(Collected data entries)

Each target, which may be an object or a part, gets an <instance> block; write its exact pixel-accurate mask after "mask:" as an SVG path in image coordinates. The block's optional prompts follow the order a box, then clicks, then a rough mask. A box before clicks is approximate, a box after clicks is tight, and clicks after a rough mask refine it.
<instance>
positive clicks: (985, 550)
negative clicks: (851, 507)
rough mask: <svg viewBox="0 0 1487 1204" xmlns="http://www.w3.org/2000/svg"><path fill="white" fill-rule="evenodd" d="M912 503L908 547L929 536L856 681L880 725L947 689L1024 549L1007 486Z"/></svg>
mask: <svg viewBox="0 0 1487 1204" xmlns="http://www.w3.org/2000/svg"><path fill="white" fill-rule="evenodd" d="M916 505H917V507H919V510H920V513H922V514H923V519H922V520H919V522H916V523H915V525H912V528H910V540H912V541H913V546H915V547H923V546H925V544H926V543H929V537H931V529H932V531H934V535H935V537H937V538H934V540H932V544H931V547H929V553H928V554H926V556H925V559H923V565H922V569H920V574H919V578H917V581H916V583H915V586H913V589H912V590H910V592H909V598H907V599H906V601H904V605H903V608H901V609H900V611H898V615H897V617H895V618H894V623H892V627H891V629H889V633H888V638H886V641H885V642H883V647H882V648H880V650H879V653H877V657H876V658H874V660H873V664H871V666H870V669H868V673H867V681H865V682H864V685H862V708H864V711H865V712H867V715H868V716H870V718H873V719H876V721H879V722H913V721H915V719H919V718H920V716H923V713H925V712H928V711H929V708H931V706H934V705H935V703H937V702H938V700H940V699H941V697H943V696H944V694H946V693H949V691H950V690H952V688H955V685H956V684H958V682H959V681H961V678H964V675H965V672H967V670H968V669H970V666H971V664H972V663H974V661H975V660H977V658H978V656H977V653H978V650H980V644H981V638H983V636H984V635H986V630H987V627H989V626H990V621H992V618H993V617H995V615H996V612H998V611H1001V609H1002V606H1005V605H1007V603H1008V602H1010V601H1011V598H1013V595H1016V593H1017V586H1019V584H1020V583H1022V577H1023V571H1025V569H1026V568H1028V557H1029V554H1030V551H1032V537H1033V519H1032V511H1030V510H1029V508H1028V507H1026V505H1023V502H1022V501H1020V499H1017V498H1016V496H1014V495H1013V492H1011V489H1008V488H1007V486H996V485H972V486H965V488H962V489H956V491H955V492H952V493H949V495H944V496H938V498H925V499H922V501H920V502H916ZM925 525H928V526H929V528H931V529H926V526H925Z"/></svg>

• **WORK ORDER**
Please quote every line of the records above word for word.

• **THE ANSWER**
Each target, which may be an object or a part, gets an <instance> block; write its exact pixel-accurate mask after "mask:" as an SVG path in image coordinates. The block's optional prompts follow the order a box, then clicks, then a rough mask. A box before clicks is approximate, a box after clicks is tight, and clicks after a rough mask refine it.
<instance>
positive clicks: (985, 550)
negative clicks: (851, 507)
rough mask: <svg viewBox="0 0 1487 1204" xmlns="http://www.w3.org/2000/svg"><path fill="white" fill-rule="evenodd" d="M912 503L908 547L929 536L856 681L880 725L947 689L1024 549L1007 486Z"/></svg>
mask: <svg viewBox="0 0 1487 1204" xmlns="http://www.w3.org/2000/svg"><path fill="white" fill-rule="evenodd" d="M916 505H917V507H919V510H920V513H922V514H923V519H922V520H919V522H916V523H915V525H912V528H910V540H912V541H913V546H915V547H923V546H925V544H926V543H929V537H931V529H932V531H934V535H935V537H937V538H934V540H932V544H931V547H929V553H928V554H926V556H925V559H923V565H922V569H920V574H919V578H917V581H916V583H915V586H913V589H912V590H910V592H909V598H907V599H906V601H904V605H903V608H901V609H900V611H898V615H897V617H895V618H894V623H892V627H891V629H889V633H888V638H886V641H885V642H883V647H882V648H880V650H879V653H877V657H876V658H874V660H873V664H871V666H870V669H868V673H867V681H865V682H864V685H862V708H864V711H865V712H867V715H868V716H870V718H873V719H876V721H879V722H913V721H915V719H919V718H920V716H923V713H925V712H928V711H929V708H931V706H934V705H935V703H937V702H938V700H940V699H941V697H943V696H944V694H946V693H949V691H950V690H952V688H955V685H956V684H958V682H959V681H961V678H964V675H965V672H967V670H968V669H970V666H971V664H972V663H974V661H975V660H977V658H978V656H977V653H978V650H980V644H981V638H983V636H984V635H986V630H987V627H989V626H990V621H992V618H993V617H995V615H996V612H998V611H1001V609H1002V606H1005V605H1007V603H1008V602H1010V601H1011V598H1013V595H1016V593H1017V586H1019V584H1020V583H1022V577H1023V571H1025V569H1026V568H1028V557H1029V554H1030V551H1032V537H1033V519H1032V511H1030V510H1029V508H1028V507H1026V505H1023V502H1022V501H1020V499H1017V498H1016V496H1014V495H1013V492H1011V489H1008V488H1007V486H996V485H972V486H965V488H962V489H956V491H955V492H952V493H949V495H944V496H938V498H925V499H922V501H920V502H916ZM925 525H928V526H929V528H931V529H926V526H925Z"/></svg>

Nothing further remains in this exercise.